Finally, there is the issue of seemingly unrelated objects affecting each other in unexpected ways. As classes often hold shared or bidirectional references, a change in one class may cause unexpected behavior in another. As an example of this, take a look at a simple settings class and the classes that reference it.

type ListGenerationManager() =
    let mutable GenerateInstances = 0
    member this.InstancesToGenerate
        with get () = GenerateInstances
        and set (value) = GenerateInstances <- value
    member this.GetIntegerGenerator() = new IntegerListGenerator(this)
    member this.GetFloatGenerator() = new FloatListGenerator(this)

and IntegerListGenerator(manager: ListGenerationManager) =
    member this.GenerateInstances() =
        List.init manager.InstancesToGenerate (fun i -> int i)

and FloatListGenerator(manager: ListGenerationManager) =
    member this.GenerateInstances() =
        List.init manager.InstancesToGenerate (fun i -> float i)

Tasks to perform.
• 1. In two sentences, summarize the passage on shared references between classes.
• 2. Carry on the passage on shared references between classes, picking up after its final line of code.
The data has no role in this exercise.

Image point annotation entries
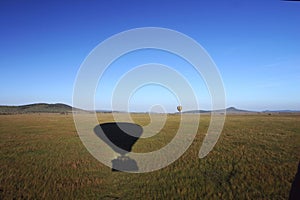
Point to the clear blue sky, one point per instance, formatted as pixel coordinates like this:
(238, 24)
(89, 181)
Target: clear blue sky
(255, 44)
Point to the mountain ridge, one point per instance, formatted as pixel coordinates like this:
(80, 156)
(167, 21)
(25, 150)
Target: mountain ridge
(64, 108)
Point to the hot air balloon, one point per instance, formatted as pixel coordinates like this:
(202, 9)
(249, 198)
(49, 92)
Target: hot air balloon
(179, 108)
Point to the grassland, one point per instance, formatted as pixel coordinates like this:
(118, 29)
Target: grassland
(42, 157)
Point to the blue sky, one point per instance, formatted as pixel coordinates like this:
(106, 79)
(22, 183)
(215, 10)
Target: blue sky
(255, 45)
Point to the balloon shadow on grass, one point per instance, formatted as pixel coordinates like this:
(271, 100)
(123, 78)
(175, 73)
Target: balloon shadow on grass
(120, 136)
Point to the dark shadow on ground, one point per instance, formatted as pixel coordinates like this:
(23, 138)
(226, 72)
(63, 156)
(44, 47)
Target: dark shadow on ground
(295, 189)
(120, 136)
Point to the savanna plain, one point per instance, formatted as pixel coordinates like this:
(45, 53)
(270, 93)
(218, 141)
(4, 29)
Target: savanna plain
(256, 157)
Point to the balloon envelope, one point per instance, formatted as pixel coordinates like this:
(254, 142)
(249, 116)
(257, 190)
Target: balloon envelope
(179, 108)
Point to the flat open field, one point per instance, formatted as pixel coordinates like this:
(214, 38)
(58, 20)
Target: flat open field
(256, 157)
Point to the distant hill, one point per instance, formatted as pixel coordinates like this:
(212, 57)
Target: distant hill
(36, 108)
(63, 108)
(228, 110)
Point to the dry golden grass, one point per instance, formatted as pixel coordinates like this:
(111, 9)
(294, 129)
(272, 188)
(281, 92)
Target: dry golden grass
(42, 157)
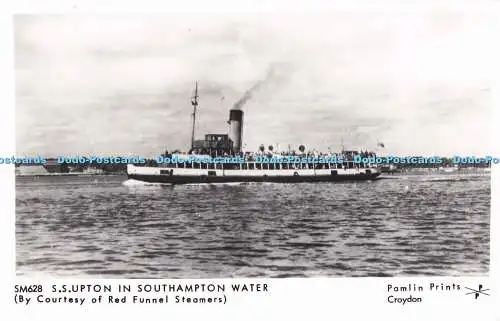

Exercise responses.
• 1. Seemingly unrelated objects can affect each other in unexpected ways because classes often hold shared or bidirectional references, so a change in one class may cause unexpected behavior in another. As an example, a simple settings class, ListGenerationManager, keeps a mutable count of instances to generate and passes itself to integer and float list generators that read that count.

• 2.
Programwide State Safety

In cases where invisible shared state is present, attempting to fix a bug without cataloging everywhere the classes sharing that state are constructed or used is extremely difficult. Without full knowledge of their context, it is impossible to correctly reason about their behavior. Furthermore, attempting to change the referenced class may cause unexpected behavioral changes to pop up in its consumers. Just as the runtime state changes ripple through these objects, so do the effects of behavioral changes.

With immutable data you can be confident that these types of situations do not occur as changes to the internal state of the object will always be accompanied by the construction of a new object. This prevents interobject behavioral dependencies from being created in the first place.

These common problems are all easy to avoid when programming with immutable data. Given the same input set, your functions will reliably produce the same output. Data is transformed and passed around, instead of being encapsulated and kept around. As you might expect, this greatly reduces the number of state-related bugs in a given program. As your data is unable to change, you can rest assured that these types of unexpected conditions will not occur.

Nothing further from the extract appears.